__Extracted text__
Number of processors different from number of subenvironments

37 views
Skip to first unread message

Ernesto Lima

unread,
Mar 1, 2016, 11:34:26 AM3/1/16
to QUESO-users mailing list
Hello,

I am learning queso, and I am using the gravity example as a test subject.
When I run queso using env numSubEnvironments = 2 and run with
mpirun -np 2 ./gravity_gsl gravity_inv_fwd.inp

I have no problems and everything works. However, if I keep env numSubEnvironments = 2 and run with 
mpirun -np 4 ./gravity_gsl gravity_inv_fwd.inp

It gives me problem with m_inter0Comm. As I am running the example without any alteration and the the total number of processors in the environment is  a multiple of the specified number of subenvironments, I am thinking that it might be a mistake that I did when installing.
Does anyone have any idea where should I be looking to solve this problem? I installed 
petsc-3.6.3
slepc-3.6.2
libmesh-0.9.5
queso-0.54.0

Thanks a lot!

Ernesto

Error below:

--------------------------------------------------------------------------------------------------------------
QUESO Library: Version = 0.54.0 (5400)

External Release

Build Date   = 2016-01-27 16:34
Build Host   = MSI
Build User   = ernesto
Build Arch   = x86_64-unknown-linux-gnu
Build Rev    = N/A

C++ Config   = mpic++ -std=c++11

Trilinos DIR = 
GSL Libs     = -L/usr/lib -lgsl -lgslcblas -lm
GRVY DIR     = 
GLPK DIR     = 
HDF5 DIR     = 
--------------------------------------------------------------------------------------------------------------
Beginning run at Tue Mar  1 10:20:28 2016

MPI node of worldRank 0 has fullRank 0, belongs to subEnvironment of id 0, and has subRank 0
MPI node of worldRank 0 belongs to sub communicator with full ranks 0 1
MPI node of worldRank 0 also belongs to inter0 communicator with full ranks 0 2, and has inter0Rank 0

MPI node of worldRank 1 has fullRank 1, belongs to subEnvironment of id 0, and has subRank 1
MPI node of worldRank 1 belongs to sub communicator with full ranks 0 1


MPI node of worldRank 2 has fullRank 2, belongs to subEnvironment of id 1, and has subRank 0
MPI node of worldRank 2 belongs to sub communicator with full ranks 2 3
MPI node of worldRank 2 also belongs to inter0 communicator with full ranks 0 2, and has inter0Rank 1

MPI node of worldRank 3 has fullRank 3, belongs to subEnvironment of id 1, and has subRank 1
MPI node of worldRank 3 belongs to sub communicator with full ranks 2 3



Beginning run of 'Gravity + Projectile motion' example at Tue Mar  1 10:20:28 2016

 my fullRank = 0
 my subEnvironmentId = 0
 my subRank = 0
 my interRank = 0

Beginning 'SIP -> Gravity estimation' at Tue Mar  1 10:20:28 2016

*** Warning, this code is deprecated and likely to be removed in future library versions:  core/src/GslMatrix.C, line 429, compiled Jan 27 2016 at 16:35:41 ***
*** Warning, this code is deprecated and likely to be removed in future library versions:  core/src/GslMatrix.C, line 429, compiled Jan 27 2016 at 16:35:41 ***
*** Warning, this code is deprecated and likely to be removed in future library versions:  core/src/GslMatrix.C, line 429, compiled Jan 27 2016 at 16:35:41 ***
*** Warning, this code is deprecated and likely to be removed in future library versions:  core/src/GslMatrix.C, line 429, compiled Jan 27 2016 at 16:35:41 ***
Assertion `m_inter0Comm' failed.

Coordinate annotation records
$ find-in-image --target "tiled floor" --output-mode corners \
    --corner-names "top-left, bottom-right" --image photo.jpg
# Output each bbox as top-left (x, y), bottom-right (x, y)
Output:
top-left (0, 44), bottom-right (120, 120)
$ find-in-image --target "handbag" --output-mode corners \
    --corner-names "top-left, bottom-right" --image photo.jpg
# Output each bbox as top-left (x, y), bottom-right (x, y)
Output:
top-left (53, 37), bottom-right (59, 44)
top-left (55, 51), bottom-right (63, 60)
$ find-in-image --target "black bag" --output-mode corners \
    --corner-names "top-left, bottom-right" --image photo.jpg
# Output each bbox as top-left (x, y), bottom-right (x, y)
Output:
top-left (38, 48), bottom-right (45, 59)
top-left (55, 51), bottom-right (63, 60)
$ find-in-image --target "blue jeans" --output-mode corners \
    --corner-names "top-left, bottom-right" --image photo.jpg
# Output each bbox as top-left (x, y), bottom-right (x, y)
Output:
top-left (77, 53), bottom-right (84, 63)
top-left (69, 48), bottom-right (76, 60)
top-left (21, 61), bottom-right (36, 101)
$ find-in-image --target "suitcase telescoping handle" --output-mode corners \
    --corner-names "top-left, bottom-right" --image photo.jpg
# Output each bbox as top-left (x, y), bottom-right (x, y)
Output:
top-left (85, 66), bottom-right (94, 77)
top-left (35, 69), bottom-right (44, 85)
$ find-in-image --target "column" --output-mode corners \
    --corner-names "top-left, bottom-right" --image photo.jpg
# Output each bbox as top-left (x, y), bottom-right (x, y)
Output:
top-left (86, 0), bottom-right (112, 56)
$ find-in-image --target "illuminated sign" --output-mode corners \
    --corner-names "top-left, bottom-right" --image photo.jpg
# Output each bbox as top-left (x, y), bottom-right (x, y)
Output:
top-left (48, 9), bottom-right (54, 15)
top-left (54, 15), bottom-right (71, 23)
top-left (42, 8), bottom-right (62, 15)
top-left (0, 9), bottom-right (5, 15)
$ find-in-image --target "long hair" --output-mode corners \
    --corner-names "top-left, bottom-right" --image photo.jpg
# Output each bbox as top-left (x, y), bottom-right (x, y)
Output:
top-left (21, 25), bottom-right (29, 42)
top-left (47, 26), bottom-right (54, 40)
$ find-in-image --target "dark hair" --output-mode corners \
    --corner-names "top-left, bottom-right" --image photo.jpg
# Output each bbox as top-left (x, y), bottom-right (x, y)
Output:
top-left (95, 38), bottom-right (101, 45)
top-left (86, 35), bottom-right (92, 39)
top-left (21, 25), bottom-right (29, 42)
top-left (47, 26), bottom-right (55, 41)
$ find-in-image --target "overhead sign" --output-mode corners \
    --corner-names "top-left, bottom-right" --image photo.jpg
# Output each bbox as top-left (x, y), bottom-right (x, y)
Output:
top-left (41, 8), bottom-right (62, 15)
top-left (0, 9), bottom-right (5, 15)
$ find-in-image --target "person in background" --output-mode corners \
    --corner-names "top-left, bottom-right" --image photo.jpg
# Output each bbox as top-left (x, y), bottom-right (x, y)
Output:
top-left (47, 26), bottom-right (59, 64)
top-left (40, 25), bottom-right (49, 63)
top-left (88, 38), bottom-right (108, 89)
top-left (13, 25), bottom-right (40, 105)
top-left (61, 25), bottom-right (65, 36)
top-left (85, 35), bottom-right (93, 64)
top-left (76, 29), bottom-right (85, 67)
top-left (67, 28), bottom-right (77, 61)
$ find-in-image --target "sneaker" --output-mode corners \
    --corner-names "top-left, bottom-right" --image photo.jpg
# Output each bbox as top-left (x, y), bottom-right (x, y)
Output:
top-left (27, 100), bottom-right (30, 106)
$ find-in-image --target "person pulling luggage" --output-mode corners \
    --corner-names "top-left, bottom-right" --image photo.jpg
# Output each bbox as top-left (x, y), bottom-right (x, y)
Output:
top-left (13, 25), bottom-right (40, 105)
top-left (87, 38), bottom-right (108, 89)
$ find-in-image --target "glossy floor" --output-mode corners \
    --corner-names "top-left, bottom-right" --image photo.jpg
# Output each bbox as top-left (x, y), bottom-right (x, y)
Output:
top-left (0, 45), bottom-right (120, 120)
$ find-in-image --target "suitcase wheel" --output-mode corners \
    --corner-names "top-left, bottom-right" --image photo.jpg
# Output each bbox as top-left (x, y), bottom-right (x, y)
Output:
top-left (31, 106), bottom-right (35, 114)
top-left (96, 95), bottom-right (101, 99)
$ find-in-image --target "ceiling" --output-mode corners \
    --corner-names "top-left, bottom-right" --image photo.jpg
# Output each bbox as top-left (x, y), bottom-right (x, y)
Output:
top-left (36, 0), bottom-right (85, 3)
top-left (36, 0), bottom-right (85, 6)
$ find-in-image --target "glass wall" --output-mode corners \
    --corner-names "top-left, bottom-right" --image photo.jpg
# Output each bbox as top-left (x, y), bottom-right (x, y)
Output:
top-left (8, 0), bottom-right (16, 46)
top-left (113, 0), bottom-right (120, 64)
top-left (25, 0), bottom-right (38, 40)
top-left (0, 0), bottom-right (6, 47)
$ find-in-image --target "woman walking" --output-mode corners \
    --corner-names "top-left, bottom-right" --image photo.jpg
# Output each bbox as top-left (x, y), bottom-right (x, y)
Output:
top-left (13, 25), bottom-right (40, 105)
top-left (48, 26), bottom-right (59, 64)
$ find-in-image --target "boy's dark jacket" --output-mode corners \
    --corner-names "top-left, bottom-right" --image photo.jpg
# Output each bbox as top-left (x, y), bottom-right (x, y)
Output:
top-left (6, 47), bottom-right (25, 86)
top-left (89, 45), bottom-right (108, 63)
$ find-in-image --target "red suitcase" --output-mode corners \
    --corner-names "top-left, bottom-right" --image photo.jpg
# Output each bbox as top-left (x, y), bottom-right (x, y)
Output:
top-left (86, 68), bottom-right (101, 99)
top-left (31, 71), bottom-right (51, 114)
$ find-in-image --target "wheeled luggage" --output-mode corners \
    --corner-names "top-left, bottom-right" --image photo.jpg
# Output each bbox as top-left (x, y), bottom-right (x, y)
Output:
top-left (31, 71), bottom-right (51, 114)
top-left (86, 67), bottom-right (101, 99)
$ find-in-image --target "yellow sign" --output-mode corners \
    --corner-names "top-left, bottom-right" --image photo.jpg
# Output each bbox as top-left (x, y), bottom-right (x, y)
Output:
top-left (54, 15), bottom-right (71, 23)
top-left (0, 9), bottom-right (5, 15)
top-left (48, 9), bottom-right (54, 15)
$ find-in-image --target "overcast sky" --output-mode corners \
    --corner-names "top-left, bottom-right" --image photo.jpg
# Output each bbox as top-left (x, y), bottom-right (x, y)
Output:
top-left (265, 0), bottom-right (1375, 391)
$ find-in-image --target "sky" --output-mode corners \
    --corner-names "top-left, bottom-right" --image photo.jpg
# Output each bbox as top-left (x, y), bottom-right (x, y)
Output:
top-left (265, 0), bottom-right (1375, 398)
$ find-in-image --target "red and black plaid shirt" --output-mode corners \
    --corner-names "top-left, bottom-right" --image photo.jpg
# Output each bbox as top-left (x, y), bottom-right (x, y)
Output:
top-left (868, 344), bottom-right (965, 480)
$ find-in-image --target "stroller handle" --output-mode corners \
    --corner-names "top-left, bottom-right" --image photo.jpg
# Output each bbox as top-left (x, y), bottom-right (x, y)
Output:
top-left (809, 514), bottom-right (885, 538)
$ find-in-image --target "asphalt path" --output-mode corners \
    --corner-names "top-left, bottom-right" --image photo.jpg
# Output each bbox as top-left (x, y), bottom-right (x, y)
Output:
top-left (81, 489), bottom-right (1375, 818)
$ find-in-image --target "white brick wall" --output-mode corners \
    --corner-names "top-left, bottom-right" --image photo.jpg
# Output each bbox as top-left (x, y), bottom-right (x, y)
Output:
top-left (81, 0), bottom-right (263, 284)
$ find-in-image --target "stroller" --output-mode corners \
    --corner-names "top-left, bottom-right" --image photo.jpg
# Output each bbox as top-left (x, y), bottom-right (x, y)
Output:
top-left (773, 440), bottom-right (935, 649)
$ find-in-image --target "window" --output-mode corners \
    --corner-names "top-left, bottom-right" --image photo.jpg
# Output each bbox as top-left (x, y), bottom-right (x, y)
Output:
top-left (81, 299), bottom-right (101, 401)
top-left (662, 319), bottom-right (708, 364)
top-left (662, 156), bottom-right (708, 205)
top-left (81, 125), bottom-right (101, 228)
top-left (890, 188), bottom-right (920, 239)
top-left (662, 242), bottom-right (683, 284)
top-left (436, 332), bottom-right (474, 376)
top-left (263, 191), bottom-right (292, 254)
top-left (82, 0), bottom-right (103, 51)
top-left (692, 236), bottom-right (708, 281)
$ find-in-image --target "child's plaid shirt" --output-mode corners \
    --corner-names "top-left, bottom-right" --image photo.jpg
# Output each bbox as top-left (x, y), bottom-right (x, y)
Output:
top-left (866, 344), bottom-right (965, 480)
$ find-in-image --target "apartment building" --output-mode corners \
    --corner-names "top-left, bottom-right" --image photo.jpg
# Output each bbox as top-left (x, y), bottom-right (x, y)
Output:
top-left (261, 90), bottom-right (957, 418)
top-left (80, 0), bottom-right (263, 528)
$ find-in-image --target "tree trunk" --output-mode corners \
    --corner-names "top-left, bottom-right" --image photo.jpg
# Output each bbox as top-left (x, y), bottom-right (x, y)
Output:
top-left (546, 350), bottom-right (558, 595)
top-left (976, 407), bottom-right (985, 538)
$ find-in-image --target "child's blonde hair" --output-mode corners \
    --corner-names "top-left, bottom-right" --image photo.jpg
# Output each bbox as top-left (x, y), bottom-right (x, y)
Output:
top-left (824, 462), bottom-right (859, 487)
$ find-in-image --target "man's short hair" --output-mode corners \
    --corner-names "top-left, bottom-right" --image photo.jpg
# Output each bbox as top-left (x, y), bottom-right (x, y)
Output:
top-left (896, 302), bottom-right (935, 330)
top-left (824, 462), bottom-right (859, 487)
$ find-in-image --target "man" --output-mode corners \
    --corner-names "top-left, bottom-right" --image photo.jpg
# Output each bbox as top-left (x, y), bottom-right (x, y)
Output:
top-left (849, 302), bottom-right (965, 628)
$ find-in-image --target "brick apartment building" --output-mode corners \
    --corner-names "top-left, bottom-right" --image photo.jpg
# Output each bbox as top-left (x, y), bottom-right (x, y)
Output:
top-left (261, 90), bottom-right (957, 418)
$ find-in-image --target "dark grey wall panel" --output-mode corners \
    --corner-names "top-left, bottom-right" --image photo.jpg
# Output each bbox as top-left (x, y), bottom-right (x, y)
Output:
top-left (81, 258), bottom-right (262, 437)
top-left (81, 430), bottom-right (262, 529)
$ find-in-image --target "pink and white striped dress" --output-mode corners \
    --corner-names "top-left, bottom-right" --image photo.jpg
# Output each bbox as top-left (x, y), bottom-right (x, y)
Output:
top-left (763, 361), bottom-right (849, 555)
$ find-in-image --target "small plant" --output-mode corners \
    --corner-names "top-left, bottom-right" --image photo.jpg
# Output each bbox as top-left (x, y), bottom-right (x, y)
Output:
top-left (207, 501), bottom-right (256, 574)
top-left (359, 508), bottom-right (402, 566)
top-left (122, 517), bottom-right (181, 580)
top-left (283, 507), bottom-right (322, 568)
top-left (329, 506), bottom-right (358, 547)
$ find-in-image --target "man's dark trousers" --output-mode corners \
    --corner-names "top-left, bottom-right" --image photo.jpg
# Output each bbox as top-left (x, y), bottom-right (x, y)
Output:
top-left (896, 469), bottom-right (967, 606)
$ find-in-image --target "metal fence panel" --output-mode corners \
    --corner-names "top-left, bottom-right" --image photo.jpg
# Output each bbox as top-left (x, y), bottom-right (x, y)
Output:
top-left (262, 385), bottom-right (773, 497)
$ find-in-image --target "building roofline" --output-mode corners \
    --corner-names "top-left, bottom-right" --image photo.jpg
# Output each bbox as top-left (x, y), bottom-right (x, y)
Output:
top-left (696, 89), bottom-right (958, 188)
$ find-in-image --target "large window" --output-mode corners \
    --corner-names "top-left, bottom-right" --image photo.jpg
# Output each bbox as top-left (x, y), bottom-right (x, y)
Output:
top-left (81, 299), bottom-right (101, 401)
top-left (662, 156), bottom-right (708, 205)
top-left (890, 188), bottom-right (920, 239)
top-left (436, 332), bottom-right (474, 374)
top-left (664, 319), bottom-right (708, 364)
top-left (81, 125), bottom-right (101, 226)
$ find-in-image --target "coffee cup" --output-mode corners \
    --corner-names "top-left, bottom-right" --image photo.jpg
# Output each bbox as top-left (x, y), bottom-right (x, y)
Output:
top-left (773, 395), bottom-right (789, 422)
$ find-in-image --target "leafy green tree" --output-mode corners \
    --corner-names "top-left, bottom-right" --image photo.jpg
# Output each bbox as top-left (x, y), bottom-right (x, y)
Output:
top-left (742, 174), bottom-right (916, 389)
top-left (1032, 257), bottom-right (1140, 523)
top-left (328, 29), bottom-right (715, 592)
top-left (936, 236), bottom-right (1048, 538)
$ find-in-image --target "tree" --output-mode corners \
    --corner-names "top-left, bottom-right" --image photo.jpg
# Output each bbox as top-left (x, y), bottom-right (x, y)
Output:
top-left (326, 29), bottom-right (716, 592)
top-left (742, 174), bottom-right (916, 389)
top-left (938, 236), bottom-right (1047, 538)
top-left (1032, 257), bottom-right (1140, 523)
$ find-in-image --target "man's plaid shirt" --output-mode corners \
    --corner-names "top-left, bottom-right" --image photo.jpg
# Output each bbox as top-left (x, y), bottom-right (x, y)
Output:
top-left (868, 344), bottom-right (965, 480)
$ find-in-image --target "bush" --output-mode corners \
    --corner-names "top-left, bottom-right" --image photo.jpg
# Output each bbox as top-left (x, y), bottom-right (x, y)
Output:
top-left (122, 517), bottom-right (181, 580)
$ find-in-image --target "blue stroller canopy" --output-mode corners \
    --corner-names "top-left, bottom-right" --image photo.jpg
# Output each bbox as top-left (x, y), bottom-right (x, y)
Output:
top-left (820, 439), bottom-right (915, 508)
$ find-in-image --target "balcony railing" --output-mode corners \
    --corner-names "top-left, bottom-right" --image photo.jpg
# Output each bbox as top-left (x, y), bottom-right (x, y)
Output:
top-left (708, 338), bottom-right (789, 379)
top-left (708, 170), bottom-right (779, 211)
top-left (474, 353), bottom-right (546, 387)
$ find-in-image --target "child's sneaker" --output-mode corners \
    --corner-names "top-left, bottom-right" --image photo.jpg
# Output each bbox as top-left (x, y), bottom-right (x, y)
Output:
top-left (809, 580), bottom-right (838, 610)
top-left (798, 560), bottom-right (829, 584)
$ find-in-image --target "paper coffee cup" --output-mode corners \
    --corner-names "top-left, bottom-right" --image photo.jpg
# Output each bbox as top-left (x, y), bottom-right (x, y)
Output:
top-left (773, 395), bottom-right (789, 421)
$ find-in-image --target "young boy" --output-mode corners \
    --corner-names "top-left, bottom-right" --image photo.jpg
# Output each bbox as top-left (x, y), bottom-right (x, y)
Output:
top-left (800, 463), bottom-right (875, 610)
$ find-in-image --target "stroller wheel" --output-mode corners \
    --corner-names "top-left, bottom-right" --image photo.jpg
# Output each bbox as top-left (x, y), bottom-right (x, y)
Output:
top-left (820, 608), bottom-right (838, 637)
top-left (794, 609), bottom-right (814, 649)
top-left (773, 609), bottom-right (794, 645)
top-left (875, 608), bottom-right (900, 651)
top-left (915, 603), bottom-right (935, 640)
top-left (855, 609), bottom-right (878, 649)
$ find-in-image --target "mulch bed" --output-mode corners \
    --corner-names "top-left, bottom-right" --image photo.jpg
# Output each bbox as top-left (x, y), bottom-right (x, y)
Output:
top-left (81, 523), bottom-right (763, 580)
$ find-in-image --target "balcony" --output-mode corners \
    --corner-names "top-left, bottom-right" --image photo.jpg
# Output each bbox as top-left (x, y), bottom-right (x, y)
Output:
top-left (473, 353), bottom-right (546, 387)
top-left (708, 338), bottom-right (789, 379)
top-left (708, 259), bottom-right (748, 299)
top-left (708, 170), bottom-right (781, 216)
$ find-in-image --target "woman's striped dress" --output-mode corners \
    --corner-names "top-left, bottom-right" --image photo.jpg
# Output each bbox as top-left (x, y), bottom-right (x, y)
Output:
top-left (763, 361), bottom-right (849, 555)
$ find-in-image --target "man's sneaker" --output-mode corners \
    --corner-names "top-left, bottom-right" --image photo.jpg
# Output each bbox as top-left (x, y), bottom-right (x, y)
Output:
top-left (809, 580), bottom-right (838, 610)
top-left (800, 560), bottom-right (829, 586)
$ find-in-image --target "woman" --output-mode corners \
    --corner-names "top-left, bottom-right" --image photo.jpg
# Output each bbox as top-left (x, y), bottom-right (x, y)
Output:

__Short task__
Carry on the forum thread about the QUESO subenvironment error, beginning after its final line.

__The answer__
m_inter0Comm variable is NULL
core/src/Environment.C, line 269, compiled Jan 27 2016 at 16:34:24

--------------------------------------------------------------------------
MPI_ABORT was invoked on rank 1 in communicator MPI_COMM_WORLD 
with errorcode 1.

NOTE: invoking MPI_ABORT causes Open MPI to kill all MPI processes.
You may or may not see output from other processes, depending on
exactly when Open MPI kills them.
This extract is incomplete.